──────── TEXT PASSAGE ────────

Discovering Mumbai - reaching Nepal (and getting pissed on by a boy)

 Day 1,935 since October 10th 2013: 169 countries out of 203. No flight, no return home and min 24 hrs in each country. 

(The opinions expressed on this site are my own, and do not reflect the position or policies of the Danish Red Cross)

What are we capable of?


Am I a one man army? Am I a leader? Am I a drop in the ocean? Did I get this far on my own? Would I have gotten this far without others? Are all the ocean drops equal? If one man can reach 169 countries in an unbroken journey completely without flying...then what can five people achieve when they stand united? How about 7 billion? Are people lazy? Do people need leaders? Get zero answers to any of that in this entry ;)

Steve and Devorah Felder are the proud parents of Seth, Eden and Dale. Dale is like a knee high giggling tornado who at her young age steals a lot of the attention. Dale calls me “Flor”. All three children are adorable, intelligent and lots of fun. The family is South African / Lithuanian and highly international. They are Jewish which plays into many aspects of daily life but foremost they are really wonderful people and formidable hosts. Their expat home in Mumbai became my home for three nights as I explored Mumbai and reunited with the Felders. You see, I first met them in Nairobi, Kenya, back in December 2016. Steve is Maersk’s Managing Director for India, Nepal, Bhutan, Bangladesh, Sri Lanka and the Maldives. Back in 2016 he was based at Maersk’s Nairobi office. Maersk is a Danish company and the world’s largest container shipping company. They are not an official partner of Once Upon A Saga however I do wonder where this project would have been today without them? My relationship to Maersk began developing in the Indian Ocean and in East Africa back in 2016. I had made a few Saga presentations across a number of Maersk offices when I one day received an ultra-short email from some man named Steve?

────────

§ **PARTS OF THE EXERCISE**:
• 1. Answer these questions about the Mumbai travel post:
(a) On day 1,935, how many of the 203 countries had been reached?
(b) In which city and in what month and year did the writer first meet the Felders?
(c) What does Dale call the writer?
• 2. Could you shift every coordinate in the answers by -102 and write out the records again, requests included, from the line with "If you could mark the gravel" through the end of the records?

──────── EXERCISE DATA ────────

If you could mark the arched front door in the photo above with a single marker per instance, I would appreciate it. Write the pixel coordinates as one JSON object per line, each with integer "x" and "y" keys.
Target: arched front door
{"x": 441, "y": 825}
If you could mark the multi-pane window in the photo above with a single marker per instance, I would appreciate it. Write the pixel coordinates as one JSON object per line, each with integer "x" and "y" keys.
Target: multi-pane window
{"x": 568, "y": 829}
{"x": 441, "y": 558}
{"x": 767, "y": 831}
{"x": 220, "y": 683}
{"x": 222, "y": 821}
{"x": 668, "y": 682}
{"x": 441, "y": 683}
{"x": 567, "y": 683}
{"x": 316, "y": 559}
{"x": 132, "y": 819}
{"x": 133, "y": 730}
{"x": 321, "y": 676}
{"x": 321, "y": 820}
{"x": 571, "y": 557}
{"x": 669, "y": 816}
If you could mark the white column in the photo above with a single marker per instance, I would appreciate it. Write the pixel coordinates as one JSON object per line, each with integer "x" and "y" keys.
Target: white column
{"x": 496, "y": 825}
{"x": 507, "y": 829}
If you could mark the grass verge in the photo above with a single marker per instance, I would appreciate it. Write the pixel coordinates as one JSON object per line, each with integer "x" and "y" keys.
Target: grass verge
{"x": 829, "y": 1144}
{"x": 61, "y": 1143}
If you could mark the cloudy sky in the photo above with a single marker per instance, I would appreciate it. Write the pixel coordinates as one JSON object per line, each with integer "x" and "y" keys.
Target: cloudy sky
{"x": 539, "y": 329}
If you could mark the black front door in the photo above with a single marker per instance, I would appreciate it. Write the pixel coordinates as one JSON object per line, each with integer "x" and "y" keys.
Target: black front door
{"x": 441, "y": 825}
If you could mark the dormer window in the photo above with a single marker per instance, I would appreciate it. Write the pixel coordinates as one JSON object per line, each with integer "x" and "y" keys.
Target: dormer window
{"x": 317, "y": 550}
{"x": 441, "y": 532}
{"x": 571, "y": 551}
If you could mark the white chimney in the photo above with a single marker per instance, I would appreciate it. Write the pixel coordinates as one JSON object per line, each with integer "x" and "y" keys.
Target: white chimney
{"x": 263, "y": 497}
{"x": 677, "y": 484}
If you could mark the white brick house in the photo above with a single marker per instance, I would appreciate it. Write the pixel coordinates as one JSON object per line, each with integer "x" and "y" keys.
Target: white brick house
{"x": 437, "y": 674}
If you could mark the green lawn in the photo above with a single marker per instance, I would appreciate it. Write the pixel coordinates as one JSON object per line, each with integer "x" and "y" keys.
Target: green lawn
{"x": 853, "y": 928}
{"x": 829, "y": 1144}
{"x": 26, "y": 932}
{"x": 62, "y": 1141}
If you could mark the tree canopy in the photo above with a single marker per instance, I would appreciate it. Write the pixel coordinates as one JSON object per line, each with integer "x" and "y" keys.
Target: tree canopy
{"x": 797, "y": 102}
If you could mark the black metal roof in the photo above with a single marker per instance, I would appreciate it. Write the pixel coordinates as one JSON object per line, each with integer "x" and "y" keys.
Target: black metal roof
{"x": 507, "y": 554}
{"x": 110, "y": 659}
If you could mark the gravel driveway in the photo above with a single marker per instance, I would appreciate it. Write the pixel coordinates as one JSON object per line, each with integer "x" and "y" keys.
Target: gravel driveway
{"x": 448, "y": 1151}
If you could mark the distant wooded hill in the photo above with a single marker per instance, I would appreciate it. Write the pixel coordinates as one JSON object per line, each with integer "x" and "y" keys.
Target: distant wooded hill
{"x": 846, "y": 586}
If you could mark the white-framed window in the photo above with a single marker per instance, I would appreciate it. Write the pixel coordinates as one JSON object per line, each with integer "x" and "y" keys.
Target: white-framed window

────────

§ **ANSWERS FOR THE TASKS**:
• 1.
(a) 169 countries.
(b) Nairobi, Kenya, in December 2016.
(c) "Flor".

• 2.
If you could mark the gravel driveway in the photo above with a single marker per instance, I would appreciate it. Write the pixel coordinates as one JSON object per line, each with integer "x" and "y" keys.
Target: gravel driveway
{"x": 346, "y": 1049}
If you could mark the distant wooded hill in the photo above with a single marker per instance, I would appreciate it. Write the pixel coordinates as one JSON object per line, each with integer "x" and "y" keys.
Target: distant wooded hill
{"x": 744, "y": 484}
If you could mark the white-framed window in the photo above with a single marker per instance, I would appreciate it. Write the pixel coordinates as one JSON object per line, each with integer "x" and "y" keys.
Target: white-framed window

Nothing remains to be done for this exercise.